Data supplied section start

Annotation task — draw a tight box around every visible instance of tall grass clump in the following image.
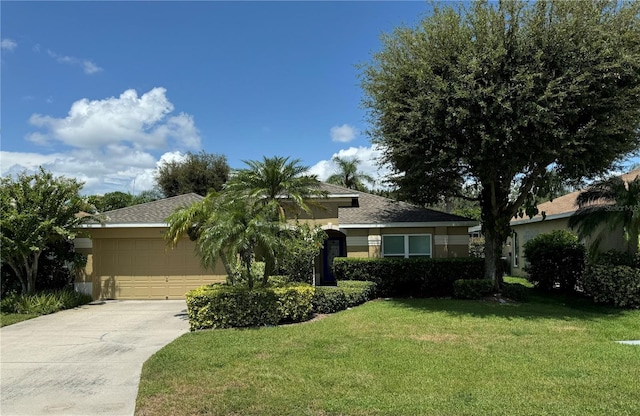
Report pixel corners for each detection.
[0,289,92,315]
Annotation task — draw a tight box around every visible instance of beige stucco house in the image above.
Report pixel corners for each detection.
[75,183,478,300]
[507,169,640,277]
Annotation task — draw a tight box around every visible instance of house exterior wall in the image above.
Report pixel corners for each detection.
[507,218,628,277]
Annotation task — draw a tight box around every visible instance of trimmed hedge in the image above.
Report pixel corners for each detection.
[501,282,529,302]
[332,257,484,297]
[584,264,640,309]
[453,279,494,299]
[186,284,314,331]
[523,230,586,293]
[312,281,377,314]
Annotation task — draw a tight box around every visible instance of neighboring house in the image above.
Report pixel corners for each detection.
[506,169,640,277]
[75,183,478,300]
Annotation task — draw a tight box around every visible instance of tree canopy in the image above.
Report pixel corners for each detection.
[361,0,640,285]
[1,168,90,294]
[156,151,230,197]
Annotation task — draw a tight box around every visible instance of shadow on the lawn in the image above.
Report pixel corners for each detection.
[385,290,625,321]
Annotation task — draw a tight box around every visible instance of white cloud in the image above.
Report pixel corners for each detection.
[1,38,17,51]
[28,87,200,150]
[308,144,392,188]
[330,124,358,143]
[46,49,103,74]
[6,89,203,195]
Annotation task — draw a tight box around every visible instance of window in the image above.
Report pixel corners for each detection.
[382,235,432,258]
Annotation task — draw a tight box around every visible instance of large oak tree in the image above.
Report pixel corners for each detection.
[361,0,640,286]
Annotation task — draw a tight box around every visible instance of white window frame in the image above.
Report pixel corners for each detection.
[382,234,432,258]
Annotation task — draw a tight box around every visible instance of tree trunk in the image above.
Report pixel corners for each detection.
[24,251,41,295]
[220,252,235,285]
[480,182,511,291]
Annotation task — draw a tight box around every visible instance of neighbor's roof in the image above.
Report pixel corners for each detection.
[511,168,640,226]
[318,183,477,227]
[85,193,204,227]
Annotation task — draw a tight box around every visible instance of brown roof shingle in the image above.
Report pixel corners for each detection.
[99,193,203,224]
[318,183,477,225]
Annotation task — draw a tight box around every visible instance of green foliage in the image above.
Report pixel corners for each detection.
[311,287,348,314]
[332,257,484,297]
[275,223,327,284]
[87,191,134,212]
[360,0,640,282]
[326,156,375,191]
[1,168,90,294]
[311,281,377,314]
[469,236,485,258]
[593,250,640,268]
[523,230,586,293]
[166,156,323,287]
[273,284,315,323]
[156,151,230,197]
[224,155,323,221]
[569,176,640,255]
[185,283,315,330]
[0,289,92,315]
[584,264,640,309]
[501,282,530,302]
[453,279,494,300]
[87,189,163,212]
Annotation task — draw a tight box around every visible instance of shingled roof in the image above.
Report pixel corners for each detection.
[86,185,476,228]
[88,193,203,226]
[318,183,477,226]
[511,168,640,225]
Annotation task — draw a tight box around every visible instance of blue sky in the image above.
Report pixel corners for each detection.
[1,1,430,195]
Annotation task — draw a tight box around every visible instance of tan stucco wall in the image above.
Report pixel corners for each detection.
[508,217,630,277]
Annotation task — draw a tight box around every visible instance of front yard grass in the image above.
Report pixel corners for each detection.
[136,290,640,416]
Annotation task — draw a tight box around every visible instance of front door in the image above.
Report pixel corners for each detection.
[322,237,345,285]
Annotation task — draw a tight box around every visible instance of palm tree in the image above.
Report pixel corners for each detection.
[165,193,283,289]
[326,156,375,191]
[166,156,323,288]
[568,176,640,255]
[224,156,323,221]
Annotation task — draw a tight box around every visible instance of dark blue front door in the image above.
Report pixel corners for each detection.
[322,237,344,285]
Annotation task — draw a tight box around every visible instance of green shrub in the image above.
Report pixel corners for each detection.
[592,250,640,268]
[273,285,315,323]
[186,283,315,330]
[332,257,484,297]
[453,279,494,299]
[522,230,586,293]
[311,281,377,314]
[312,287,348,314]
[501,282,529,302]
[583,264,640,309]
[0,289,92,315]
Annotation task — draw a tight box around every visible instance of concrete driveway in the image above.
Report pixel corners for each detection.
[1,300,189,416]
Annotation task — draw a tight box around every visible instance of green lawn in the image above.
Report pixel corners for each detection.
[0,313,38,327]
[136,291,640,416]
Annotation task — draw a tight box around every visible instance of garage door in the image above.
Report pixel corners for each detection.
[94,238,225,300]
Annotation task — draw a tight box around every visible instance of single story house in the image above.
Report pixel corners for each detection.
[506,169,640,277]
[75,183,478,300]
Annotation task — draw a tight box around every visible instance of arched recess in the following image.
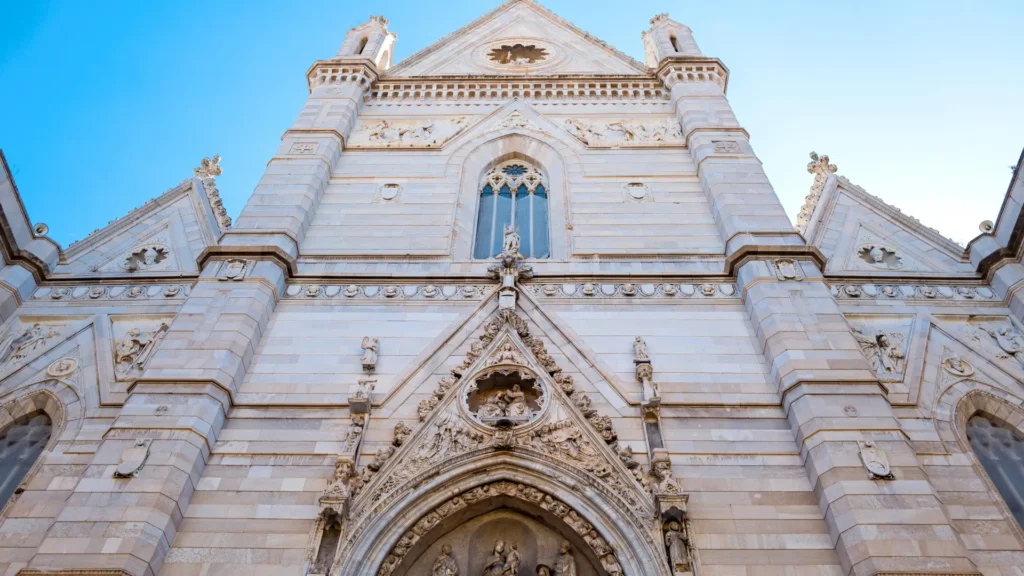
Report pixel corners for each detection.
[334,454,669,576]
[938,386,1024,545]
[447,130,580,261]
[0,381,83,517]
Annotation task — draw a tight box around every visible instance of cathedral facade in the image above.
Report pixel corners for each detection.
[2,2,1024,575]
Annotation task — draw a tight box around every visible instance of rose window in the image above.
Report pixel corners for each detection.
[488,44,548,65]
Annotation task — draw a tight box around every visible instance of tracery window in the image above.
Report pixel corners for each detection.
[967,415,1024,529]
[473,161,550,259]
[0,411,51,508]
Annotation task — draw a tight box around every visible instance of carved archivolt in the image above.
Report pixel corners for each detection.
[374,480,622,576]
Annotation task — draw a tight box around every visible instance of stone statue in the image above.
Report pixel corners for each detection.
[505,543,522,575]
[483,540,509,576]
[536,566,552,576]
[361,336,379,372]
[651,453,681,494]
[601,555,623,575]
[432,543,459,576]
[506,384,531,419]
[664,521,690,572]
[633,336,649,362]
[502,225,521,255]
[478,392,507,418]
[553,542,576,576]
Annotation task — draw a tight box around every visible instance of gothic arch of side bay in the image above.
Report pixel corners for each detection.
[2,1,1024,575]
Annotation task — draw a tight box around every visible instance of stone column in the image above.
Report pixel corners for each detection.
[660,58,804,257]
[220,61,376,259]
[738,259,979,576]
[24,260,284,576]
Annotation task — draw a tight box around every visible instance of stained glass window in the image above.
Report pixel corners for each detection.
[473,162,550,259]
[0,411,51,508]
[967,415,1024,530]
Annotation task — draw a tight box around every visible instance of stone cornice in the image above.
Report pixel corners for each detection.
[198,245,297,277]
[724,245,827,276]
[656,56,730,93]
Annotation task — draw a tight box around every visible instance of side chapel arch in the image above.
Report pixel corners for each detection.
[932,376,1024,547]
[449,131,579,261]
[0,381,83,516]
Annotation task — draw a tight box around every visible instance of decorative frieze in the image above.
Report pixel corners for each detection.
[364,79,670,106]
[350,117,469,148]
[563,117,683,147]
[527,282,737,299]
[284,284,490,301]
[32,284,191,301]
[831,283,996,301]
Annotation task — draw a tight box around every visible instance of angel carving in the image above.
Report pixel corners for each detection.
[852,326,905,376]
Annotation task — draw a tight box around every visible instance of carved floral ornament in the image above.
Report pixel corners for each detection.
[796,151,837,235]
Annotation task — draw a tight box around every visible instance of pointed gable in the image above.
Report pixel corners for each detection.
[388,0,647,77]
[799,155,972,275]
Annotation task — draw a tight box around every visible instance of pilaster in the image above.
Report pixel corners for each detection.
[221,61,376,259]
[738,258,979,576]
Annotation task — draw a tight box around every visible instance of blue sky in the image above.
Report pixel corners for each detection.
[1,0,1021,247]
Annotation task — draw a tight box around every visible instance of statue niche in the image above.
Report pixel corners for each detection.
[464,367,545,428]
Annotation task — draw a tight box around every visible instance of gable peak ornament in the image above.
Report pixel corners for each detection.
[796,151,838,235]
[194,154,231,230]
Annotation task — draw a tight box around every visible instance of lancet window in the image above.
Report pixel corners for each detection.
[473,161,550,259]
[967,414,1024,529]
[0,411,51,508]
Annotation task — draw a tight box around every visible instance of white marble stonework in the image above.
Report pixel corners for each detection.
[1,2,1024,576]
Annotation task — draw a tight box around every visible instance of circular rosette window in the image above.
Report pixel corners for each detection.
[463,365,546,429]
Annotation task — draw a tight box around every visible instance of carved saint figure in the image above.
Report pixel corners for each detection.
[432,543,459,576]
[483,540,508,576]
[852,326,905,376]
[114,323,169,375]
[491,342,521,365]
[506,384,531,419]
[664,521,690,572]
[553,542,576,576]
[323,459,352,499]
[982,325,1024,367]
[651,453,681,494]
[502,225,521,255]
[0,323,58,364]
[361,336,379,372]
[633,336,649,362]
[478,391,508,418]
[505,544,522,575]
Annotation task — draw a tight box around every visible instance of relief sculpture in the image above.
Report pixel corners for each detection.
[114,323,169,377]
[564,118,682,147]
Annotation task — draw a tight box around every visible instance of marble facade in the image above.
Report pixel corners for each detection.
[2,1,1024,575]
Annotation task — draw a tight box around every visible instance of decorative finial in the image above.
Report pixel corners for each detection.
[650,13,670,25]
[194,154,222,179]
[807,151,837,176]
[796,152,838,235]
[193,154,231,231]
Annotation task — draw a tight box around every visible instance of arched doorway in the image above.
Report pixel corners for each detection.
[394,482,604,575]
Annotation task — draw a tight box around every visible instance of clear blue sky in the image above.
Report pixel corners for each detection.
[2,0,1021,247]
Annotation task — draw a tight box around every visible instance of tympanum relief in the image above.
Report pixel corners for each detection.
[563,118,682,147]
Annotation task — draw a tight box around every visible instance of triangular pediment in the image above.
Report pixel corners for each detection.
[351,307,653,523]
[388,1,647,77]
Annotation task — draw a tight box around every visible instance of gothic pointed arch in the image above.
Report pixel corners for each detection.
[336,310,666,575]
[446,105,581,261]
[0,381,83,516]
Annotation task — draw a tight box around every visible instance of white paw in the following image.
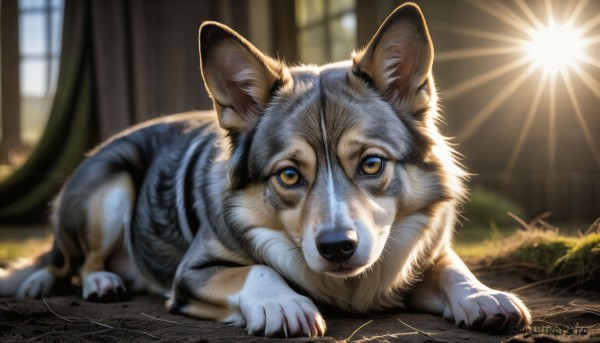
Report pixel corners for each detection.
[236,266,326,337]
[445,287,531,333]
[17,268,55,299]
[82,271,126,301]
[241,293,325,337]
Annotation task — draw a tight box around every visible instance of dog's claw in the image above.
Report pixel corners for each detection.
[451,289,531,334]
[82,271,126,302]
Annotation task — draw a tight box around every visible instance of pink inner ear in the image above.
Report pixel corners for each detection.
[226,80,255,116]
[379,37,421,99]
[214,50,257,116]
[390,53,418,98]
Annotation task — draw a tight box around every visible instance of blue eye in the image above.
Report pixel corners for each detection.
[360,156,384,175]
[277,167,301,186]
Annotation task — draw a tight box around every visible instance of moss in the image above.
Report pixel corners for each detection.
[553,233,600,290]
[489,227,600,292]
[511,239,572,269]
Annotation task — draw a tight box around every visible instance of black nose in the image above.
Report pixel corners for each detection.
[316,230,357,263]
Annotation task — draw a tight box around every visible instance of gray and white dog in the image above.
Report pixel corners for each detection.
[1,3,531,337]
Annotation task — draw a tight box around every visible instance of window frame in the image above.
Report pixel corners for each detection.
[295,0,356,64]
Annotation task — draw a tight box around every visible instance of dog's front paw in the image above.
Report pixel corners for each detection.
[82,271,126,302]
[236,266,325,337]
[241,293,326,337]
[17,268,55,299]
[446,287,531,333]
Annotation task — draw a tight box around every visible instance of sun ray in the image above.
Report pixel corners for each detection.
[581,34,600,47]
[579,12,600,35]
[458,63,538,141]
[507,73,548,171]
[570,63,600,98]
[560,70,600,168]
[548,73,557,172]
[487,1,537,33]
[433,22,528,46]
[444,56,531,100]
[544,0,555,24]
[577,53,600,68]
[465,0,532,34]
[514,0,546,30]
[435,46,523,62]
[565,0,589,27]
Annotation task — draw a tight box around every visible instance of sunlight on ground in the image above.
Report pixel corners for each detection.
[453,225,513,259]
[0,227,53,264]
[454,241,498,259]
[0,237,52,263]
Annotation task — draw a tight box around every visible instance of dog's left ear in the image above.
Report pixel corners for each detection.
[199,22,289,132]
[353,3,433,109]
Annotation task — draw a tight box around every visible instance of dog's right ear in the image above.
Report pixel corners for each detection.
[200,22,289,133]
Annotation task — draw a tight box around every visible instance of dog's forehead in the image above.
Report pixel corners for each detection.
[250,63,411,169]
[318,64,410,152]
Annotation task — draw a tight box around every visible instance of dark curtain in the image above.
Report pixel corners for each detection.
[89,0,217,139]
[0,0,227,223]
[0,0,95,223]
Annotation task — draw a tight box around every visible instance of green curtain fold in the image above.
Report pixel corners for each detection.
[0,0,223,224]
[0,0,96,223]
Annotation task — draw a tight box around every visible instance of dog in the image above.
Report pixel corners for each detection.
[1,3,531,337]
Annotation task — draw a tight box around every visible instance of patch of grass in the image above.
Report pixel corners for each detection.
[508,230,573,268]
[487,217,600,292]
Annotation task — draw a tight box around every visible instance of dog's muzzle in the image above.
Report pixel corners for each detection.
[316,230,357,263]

Data supplied section end

What you are asked to do. Exact lines only, please. Repeat everything from the top of the records through the line containing "hedge in the image above.", both ends in and pictures out.

Response to the exercise.
Annotation task — draw a tight box around every visible instance of tall grass clump in the following image.
Report pixel corners for each detection.
[0,289,92,315]
Annotation task — draw a tight box around every visible instance of beige stucco house in the image above.
Report pixel corners for each detection.
[75,183,478,300]
[507,169,640,277]
Annotation task — draw a tight box around every visible instance of house exterior wall in the image above.
Report pixel corners for each detection.
[507,218,628,277]
Annotation task — draw a tight box around every visible instance of trimmed hedge in the image above.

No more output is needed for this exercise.